Sección del documento =
········
Mal que les pese a los áulicos del purismo nacionalista, no hubo integración: hubo mestizaje o, para decirlo en palabras de Oswald de Andrade, hubo antropofagia. Españoles comiendo sudacas comiendo españoles en un bucle infinito de glotonería feliz, a pesar de los episodios de acoso policial en las estaciones de metro, a pesar de los esporádicos brotes de xenofobia, a pesar del desprecio y la chulería con la que muchos disfrazaban su miedo, un miedo atávico que el franquismo trató de inculcar en el alma del pueblo español, miedo a la vida, miedo al amor, miedo a la fragilidad, miedo a la seducción del lenguaje, miedo a los deslizamientos del sentido y, por eso mismo, apego irracional a las fórmulas y a las tautologías: es lo que hay, es lo que es, las cosas como son, no me líes. Frases que, de tanto escucharlas, se revuelven en mi memoria con las frases mecánicas, con esos lapsus inducidos, que se les escapaban cada tanto a las tragaperras: ¡Premio! ¡Avance!

Hay, sin duda, algo robótico en el terreno simbólico donde se juega lo español, eso que en psicoanálisis se llama compulsión a la repetición. En el término que usan los freudianos en alemán, Wiederholungszwang, se da a entender que esa compulsión (Zwang) es también una especie de violencia, de presión externa que se manifiesta como una fuerza interior. Y mucho de eso hay en la lengua peninsular: una rabia bufa venida de no se sabe dónde, un peculiar repentismo, un permanente elogio de lo espontáneo, que, sin embargo, aparece en escena como una frase hecha, como un chascarrillo heredado. Los españoles son, básicamente, rapsodas; repetidores arrebatados, casi siempre involuntarios, de un poema legendario cuyo original se ha perdido para siempre. De ahí que muchas veces prefieran cantar, porque en el canto aparece mucho mejor lo que hemos olvidado, el canto es siempre elegíaco, incluso cuando se le atribuye una función jovial. Se canta la pérdida y, a la vez, se canta para recoger el tiempo nuevo, el aire nuevo.

Todo eso lo vi yo en los bares de Madrid, hablado, cantado y bailado. Y como decía antes, fui testigo de cómo esa escena se dejaba contaminar por nosotros, los sudacas, los africanos, los antillanos, los chinos, los moros, de modo que al final ese “nosotros” pasó a formar, ya no una oposición abstracta, sino un sancocho concreto.
········
Planteamiento 1 =
Reproduce el tramo del listado que va desde la línea que contiene "# test: put a marker on the deer ear, one" hasta el final del listado, cambiando "orange" por "yellow" y sin alterar nada más.

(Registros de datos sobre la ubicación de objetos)
········
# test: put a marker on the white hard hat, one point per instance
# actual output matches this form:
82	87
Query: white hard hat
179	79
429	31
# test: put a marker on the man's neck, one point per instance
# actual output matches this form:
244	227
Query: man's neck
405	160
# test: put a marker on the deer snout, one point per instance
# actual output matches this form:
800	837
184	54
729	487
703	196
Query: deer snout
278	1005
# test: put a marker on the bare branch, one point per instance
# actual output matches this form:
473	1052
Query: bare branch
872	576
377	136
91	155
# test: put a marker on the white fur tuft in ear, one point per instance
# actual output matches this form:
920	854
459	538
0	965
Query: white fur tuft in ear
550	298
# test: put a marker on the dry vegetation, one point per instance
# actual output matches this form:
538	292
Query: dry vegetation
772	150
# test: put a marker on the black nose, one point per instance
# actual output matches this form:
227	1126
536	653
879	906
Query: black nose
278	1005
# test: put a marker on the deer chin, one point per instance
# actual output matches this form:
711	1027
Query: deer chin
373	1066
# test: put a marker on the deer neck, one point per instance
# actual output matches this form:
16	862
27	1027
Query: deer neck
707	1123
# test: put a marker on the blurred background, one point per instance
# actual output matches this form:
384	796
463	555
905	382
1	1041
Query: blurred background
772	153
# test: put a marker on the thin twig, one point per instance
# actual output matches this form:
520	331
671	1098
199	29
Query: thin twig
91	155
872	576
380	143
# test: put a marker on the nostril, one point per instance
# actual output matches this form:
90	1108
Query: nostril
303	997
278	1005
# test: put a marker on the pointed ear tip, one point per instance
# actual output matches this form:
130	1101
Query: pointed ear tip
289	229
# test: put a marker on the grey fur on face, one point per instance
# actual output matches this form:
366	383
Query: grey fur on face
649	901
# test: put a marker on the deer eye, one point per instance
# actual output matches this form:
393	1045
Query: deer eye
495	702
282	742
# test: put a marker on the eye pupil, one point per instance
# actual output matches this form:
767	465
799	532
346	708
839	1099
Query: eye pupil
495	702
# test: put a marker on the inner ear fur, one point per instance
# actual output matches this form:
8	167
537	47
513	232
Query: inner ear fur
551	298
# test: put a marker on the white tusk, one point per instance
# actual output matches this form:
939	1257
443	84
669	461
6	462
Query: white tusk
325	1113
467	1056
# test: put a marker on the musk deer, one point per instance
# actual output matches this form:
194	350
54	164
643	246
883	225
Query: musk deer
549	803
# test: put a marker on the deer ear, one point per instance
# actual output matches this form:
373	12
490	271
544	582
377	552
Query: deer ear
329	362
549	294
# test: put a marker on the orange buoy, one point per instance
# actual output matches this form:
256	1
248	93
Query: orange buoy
········
Planteamiento 2 =
Contesta estas preguntas sobre el fragmento:
(a) ¿Qué término alemán usan los freudianos para la compulsión a la repetición?
(b) ¿Dónde vio el autor todo eso hablado, cantado y bailado?
(c) Según el fragmento, ¿qué hubo en lugar de integración?

Respuesta completa 1 =
# test: put a marker on the deer ear, one point per instance
# actual output matches this form:
373	12
490	271
544	582
377	552
Query: deer ear
329	362
549	294
# test: put a marker on the yellow buoy, one point per instance
# actual output matches this form:
256	1
248	93
Query: yellow buoy

Respuesta completa 2 =
(a) Wiederholungszwang.
(b) En los bares de Madrid.
(c) Mestizaje o, en palabras de Oswald de Andrade, antropofagia.